_TEXTO CITADO_
DOMINGO XII T. ORDINARIO A. 2023
Hagamos memoria. En 1978 murió San Pablo VI, lleno de dolor por el asesinato de un gran amigo suyo por los terroristas de las Brigadas Rojas, pero también por la situación de tantos sacerdotes que en esos momentos pidieron la secularización, porque no terminaban de ver clara su vocación. Momentos difíciles, pero la sonrisa del nuevo Papa, hoy beato Juan Pablo I, y la llegada del Papa venido del Este, San Juan Pablo II, inauguró un tiempo de esperanza en la Iglesia y el mundo. Fue la sonrisa de un hombre sencillo, que hablaba de alegría y esa frase del Papa polaco que animaba a no tener miedo y llenaba el horizonte de esperanza. Lo que necesitamos hoy como ayer: la alegría que viene de un corazón enamorado, y la esperanza que viene de un alma audaz y entregada.
El Evangelio de este domingo nos habla precisamente del miedo. Ese miedo que nos debilita y bloquea, poniendo por delante un muro para impedirnos avanzar. Se ha dicho en alguna ocasión que el gran negocio del siglo sería comprar un hombre por lo que realmente vale y venderlo por lo que él cree valer. Nos parece que somos, como dicen en los pueblos: “altos y recios”, pero, a poco que nos detengamos un momento y nos miremos con verdad, vemos que no podemos presumir de nada.
Yo ¿en quién me apoyo? ¿Qué es lo que me sostiene y da impulso a mi vida? El hombre de hoy quizá más que en otros tiempos, parece que se basta y sobra consigo mismo. Está muy pagado de sí y es capaz de mirar por encima del hombro creyéndose dueño y señor de todos y de todo. No se da cuenta de que tiene los pies de barro. Es curioso cómo estamos a un paso de esa presunción con la que declaramos que no necesitamos nada ni nadie, pero cuando parece que las cosas no salen como nosotros quisiéramos, nos venimos abajo, como si estuviéramos hundidos en un pozo sin fondo.

_TUS TAREAS_
A) Convierte en una lista breve el párrafo del texto citado que empieza con "Hagamos memoria" y conserva sus hechos principales.
B) Responde, por favor, estas preguntas según el texto citado:
(i) ¿En qué año murió San Pablo VI?
(ii) ¿De qué habla el Evangelio de este domingo?
(iii) ¿De qué son los pies del hombre de hoy, según el texto?
C) Indica si cada afirmación concuerda con el texto citado y cita las palabras que lo deciden:
(i) El texto llama santo a Juan Pablo I.
(ii) El texto dice que el miedo nos debilita y bloquea.
(iii) Según el texto, nos mantenemos firmes cuando las cosas no salen como quisiéramos.

_ÍTEMS PROPORCIONADOS_
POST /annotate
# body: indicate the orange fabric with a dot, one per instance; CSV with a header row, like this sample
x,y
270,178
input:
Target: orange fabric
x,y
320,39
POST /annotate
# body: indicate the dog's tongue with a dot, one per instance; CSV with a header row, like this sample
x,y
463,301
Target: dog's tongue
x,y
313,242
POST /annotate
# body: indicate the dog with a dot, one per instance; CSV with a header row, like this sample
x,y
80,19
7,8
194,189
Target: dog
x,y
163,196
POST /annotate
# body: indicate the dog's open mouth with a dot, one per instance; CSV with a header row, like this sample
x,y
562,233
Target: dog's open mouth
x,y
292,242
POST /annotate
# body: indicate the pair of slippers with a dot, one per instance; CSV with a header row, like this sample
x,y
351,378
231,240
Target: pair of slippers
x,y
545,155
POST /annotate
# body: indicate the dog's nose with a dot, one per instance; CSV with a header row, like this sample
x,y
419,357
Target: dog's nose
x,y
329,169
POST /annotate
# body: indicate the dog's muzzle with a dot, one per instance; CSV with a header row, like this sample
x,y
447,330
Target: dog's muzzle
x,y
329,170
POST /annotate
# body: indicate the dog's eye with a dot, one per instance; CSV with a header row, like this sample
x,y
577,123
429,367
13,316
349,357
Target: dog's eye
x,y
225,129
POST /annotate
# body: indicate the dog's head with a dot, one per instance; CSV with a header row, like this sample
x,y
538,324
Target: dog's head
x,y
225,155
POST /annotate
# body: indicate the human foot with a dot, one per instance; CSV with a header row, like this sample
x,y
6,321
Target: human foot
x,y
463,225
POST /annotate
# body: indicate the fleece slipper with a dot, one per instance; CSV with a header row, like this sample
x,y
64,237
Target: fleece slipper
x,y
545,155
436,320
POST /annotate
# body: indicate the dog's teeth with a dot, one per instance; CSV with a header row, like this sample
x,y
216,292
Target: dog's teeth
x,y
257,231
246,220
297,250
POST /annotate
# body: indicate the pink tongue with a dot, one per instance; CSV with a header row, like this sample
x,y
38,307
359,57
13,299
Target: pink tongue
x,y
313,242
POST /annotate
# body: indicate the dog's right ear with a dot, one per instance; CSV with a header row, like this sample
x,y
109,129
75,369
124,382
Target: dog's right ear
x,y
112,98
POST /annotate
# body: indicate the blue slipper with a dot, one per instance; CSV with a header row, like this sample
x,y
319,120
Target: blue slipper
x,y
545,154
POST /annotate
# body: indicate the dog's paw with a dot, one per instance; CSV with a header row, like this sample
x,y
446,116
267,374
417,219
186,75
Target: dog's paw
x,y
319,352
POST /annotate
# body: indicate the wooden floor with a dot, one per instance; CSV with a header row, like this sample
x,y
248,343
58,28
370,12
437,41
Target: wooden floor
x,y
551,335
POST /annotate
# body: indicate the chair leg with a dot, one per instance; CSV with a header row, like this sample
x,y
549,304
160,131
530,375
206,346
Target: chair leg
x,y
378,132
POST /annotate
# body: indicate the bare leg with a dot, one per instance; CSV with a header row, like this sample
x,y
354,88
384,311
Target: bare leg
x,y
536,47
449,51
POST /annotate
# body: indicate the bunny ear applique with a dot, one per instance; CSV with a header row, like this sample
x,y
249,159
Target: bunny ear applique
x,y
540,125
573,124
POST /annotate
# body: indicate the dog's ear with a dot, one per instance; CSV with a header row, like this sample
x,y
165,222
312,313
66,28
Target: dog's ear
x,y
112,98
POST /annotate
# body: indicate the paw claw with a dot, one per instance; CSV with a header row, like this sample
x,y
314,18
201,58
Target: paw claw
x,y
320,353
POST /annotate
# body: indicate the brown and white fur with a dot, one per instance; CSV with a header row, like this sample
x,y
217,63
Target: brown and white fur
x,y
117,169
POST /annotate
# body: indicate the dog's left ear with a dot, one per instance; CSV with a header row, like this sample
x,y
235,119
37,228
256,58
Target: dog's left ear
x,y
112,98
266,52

_SOLUCIONES EN ORDEN_
A)
- En 1978 murió San Pablo VI. Sentía dolor por el asesinato de un gran amigo suyo a manos de las Brigadas Rojas. También le dolía que muchos sacerdotes pidieran entonces la secularización por no ver clara su vocación.
- La sonrisa del nuevo Papa, hoy beato Juan Pablo I, y la llegada de San Juan Pablo II, venido del Este, inauguraron un tiempo de esperanza en la Iglesia y el mundo.
- Juan Pablo I era un hombre sencillo que hablaba de alegría. El Papa polaco animaba a no tener miedo.
- Hoy, como ayer, se necesita la alegría de un corazón enamorado y la esperanza de un alma audaz y entregada.

B)
(i) En 1978.
(ii) Del miedo.
(iii) De barro.

C)
(i) No: "hoy beato Juan Pablo I".
(ii) Sí: "Ese miedo que nos debilita y bloquea".
(iii) No: "nos venimos abajo, como si estuviéramos hundidos en un pozo sin fondo".